*** Extracted records ***

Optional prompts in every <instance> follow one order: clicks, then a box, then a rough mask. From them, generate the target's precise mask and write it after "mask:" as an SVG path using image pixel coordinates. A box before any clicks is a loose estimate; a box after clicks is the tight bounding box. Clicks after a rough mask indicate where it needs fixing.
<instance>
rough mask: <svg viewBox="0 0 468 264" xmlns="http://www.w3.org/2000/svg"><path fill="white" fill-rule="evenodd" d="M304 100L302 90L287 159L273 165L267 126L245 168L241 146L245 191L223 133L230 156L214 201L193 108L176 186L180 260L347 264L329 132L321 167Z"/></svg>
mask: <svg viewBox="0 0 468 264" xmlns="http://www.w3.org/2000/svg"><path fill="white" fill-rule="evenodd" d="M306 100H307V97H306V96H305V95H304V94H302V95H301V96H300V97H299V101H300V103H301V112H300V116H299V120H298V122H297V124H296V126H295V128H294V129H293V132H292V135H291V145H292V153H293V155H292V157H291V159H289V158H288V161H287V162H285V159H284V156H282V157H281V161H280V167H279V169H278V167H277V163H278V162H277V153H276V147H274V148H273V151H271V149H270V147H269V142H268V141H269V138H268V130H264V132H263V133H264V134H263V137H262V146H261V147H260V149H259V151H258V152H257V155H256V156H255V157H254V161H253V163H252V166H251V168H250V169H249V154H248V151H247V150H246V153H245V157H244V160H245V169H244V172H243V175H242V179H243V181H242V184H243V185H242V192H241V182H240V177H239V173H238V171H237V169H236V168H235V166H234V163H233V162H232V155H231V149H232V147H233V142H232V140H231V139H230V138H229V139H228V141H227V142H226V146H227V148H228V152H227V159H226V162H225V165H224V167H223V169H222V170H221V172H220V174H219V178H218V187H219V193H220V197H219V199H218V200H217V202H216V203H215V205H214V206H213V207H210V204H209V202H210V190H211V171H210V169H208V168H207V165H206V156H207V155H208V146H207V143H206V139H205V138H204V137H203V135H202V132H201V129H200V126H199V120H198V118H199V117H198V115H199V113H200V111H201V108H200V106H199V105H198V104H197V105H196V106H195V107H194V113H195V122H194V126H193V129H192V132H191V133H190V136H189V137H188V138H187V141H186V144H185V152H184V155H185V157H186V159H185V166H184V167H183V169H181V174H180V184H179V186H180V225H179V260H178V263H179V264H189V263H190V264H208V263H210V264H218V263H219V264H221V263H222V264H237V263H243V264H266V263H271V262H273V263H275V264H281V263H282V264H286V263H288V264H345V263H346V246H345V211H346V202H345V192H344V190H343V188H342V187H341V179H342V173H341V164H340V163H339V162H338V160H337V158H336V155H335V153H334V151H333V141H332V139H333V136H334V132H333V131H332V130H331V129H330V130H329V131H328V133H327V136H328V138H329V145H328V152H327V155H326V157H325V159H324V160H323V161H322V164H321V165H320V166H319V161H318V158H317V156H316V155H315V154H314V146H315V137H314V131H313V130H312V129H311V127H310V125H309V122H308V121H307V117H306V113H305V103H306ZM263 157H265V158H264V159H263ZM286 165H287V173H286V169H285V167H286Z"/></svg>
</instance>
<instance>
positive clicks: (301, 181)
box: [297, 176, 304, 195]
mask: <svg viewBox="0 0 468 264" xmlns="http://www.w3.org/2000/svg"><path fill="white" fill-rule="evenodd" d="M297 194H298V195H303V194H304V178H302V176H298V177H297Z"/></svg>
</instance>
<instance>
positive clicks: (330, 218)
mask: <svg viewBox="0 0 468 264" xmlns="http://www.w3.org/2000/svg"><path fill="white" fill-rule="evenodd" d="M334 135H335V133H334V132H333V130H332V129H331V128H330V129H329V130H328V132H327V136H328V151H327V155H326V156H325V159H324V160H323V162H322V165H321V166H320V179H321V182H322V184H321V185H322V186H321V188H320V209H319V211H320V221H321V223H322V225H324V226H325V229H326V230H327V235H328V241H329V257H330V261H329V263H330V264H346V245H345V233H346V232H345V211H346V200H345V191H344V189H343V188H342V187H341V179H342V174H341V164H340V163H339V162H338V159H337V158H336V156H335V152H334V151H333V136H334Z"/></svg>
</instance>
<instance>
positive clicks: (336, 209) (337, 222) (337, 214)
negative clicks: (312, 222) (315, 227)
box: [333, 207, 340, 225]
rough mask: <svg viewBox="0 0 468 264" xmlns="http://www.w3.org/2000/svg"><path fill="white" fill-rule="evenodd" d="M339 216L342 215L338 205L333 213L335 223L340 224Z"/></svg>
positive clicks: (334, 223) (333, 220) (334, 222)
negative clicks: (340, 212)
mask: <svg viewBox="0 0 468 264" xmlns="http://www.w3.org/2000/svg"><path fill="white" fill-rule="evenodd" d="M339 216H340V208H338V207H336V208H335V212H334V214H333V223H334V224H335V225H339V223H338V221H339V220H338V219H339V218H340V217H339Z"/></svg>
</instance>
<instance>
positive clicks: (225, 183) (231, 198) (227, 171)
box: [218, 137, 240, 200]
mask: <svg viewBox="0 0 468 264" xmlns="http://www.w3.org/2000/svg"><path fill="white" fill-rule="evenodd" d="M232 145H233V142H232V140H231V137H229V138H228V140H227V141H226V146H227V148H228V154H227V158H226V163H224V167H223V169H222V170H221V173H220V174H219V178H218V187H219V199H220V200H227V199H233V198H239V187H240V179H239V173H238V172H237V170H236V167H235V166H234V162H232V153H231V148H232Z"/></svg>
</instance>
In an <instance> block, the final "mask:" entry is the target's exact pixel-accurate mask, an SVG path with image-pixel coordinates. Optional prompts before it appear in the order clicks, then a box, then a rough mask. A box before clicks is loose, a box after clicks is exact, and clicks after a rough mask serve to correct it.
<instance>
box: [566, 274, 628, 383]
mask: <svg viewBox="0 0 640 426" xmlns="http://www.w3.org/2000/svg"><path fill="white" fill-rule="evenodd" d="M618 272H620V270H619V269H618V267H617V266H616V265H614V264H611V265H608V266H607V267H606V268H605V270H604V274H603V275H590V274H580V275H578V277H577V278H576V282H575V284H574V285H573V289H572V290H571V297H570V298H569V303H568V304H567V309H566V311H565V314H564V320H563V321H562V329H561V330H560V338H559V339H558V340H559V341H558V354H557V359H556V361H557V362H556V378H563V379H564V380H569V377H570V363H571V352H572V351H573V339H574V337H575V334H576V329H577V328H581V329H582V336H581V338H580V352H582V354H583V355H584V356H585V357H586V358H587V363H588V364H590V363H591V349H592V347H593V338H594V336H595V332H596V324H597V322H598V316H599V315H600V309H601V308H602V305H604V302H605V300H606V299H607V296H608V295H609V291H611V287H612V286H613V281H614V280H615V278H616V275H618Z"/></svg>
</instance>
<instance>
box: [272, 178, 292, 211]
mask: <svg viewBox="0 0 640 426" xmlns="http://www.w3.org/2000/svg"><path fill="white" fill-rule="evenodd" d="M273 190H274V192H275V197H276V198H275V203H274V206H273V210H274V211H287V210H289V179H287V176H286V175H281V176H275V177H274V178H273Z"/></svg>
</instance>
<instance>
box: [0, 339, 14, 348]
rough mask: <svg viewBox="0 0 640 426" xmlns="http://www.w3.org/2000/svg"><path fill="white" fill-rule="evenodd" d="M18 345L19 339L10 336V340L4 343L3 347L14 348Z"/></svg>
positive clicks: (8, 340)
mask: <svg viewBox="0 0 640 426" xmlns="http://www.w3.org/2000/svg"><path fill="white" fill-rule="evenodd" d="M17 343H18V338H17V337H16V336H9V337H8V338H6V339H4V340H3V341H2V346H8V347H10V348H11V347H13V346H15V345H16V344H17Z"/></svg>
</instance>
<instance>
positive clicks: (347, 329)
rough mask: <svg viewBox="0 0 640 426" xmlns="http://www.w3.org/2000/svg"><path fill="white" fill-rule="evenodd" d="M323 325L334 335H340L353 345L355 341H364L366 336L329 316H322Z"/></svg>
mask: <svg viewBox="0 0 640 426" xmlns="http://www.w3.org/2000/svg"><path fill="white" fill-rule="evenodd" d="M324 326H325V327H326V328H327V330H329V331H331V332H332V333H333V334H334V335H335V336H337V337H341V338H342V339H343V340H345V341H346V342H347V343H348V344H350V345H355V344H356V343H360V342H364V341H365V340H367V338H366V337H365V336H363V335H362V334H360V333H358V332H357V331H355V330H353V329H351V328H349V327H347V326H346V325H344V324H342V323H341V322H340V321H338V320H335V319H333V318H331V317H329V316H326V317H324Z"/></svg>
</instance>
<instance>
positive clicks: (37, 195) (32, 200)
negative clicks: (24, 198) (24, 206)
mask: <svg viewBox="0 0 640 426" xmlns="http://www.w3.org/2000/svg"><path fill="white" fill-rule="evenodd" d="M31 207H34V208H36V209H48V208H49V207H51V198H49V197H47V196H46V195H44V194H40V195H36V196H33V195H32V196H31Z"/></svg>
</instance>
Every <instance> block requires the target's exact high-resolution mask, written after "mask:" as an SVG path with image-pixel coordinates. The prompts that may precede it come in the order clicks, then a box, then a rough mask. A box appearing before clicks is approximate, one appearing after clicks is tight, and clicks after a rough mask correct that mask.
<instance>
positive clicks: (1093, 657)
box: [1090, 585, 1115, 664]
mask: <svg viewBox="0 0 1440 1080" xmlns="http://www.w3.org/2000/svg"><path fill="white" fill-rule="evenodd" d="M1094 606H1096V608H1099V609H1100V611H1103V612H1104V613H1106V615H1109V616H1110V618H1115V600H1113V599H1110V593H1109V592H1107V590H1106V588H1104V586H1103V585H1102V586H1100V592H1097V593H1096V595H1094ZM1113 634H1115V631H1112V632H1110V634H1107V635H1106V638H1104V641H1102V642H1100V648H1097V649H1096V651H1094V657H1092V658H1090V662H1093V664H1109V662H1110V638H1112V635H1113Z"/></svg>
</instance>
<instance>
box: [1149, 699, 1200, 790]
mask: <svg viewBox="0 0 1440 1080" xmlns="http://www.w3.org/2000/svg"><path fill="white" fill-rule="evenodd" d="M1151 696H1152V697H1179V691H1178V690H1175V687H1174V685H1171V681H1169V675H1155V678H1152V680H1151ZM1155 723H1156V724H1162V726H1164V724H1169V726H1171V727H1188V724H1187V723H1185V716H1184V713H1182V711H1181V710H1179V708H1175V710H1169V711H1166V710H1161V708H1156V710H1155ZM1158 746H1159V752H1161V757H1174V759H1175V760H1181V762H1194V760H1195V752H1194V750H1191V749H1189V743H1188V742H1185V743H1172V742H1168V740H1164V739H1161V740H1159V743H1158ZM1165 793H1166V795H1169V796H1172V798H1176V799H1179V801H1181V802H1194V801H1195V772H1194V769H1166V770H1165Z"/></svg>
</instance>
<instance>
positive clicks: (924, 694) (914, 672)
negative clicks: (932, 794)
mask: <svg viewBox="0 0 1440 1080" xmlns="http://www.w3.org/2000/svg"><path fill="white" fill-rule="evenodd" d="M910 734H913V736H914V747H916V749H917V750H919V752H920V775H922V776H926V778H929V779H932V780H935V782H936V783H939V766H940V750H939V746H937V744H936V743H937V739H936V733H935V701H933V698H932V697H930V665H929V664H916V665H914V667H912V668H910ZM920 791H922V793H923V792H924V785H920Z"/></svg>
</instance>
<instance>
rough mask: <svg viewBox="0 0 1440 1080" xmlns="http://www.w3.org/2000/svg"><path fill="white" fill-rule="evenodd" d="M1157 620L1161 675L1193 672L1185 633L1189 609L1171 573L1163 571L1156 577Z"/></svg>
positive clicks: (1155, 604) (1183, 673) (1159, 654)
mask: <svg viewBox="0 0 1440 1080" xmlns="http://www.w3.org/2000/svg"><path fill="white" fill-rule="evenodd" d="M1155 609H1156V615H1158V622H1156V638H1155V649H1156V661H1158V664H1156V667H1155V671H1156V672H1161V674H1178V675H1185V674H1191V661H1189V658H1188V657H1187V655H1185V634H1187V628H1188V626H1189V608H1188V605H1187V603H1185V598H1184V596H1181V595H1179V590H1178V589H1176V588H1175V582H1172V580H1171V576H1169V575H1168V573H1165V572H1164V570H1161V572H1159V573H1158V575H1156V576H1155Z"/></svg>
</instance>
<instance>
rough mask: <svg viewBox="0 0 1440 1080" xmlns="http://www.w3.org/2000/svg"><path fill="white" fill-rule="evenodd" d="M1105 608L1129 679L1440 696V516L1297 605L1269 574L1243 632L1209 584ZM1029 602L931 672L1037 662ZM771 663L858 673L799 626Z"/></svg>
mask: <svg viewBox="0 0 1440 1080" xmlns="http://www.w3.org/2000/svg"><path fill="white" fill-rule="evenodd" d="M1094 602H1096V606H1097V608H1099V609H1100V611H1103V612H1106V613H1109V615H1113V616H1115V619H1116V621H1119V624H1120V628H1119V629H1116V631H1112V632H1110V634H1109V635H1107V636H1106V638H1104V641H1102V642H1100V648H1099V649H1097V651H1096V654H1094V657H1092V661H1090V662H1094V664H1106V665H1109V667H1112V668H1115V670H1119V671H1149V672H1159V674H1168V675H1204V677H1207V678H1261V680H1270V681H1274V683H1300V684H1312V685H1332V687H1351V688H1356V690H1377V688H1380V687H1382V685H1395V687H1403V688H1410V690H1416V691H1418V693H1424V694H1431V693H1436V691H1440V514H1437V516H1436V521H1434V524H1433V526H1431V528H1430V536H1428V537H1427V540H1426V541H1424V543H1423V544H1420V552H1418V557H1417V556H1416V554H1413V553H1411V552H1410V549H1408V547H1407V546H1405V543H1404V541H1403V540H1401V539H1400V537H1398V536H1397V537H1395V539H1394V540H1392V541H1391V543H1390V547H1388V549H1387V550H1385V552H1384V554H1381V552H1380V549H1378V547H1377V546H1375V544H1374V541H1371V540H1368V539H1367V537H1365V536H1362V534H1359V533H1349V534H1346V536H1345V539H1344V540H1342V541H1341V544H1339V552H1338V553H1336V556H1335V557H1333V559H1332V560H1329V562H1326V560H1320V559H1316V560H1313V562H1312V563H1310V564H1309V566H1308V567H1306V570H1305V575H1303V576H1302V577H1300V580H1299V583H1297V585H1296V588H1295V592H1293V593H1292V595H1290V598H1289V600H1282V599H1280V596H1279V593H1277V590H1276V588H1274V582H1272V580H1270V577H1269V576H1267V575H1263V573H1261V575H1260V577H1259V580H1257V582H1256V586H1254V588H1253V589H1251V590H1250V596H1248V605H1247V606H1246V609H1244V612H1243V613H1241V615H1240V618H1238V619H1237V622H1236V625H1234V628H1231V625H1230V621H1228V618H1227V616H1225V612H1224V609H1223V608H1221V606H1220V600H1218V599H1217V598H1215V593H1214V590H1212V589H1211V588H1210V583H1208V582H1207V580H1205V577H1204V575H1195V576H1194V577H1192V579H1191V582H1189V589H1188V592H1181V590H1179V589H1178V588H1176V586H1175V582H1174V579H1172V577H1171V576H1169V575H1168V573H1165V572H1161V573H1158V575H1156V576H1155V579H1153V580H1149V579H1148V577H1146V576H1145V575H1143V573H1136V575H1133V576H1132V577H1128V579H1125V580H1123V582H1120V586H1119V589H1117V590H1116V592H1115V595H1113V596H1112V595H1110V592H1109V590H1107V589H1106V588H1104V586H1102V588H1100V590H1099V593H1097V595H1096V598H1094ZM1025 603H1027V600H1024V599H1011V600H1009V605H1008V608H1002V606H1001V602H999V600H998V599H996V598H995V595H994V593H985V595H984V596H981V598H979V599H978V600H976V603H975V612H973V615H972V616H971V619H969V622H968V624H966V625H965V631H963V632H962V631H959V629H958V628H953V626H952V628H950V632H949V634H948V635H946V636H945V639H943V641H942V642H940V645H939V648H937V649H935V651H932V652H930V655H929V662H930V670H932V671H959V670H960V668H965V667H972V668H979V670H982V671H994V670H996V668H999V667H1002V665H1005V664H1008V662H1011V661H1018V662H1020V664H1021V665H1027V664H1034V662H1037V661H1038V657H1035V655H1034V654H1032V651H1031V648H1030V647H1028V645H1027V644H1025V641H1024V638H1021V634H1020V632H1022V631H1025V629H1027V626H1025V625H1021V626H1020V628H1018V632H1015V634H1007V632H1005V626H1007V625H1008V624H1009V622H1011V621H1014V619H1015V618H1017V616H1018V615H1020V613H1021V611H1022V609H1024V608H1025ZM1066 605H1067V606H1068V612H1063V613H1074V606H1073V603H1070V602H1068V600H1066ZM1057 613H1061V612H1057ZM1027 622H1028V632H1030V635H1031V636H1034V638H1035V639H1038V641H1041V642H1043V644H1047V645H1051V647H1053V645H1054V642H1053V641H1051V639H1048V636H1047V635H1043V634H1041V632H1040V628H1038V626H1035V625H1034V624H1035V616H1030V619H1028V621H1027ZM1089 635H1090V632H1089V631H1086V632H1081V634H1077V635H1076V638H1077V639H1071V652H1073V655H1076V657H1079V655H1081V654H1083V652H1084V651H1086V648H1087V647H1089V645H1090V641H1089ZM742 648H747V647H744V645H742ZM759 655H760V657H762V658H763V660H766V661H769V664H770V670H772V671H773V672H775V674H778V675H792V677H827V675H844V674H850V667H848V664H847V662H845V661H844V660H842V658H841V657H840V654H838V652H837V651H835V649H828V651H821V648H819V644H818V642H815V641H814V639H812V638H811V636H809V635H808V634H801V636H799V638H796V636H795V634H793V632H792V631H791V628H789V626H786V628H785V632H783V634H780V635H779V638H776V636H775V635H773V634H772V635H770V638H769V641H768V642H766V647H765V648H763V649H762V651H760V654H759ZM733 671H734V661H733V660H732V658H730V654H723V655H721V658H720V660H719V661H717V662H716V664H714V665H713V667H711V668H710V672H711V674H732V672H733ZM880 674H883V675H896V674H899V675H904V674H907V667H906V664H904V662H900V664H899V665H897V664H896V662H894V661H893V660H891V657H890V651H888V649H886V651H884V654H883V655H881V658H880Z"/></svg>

***

Using the records above, count how many lines include the word "image", and reply only with that figure.

- Your response -
3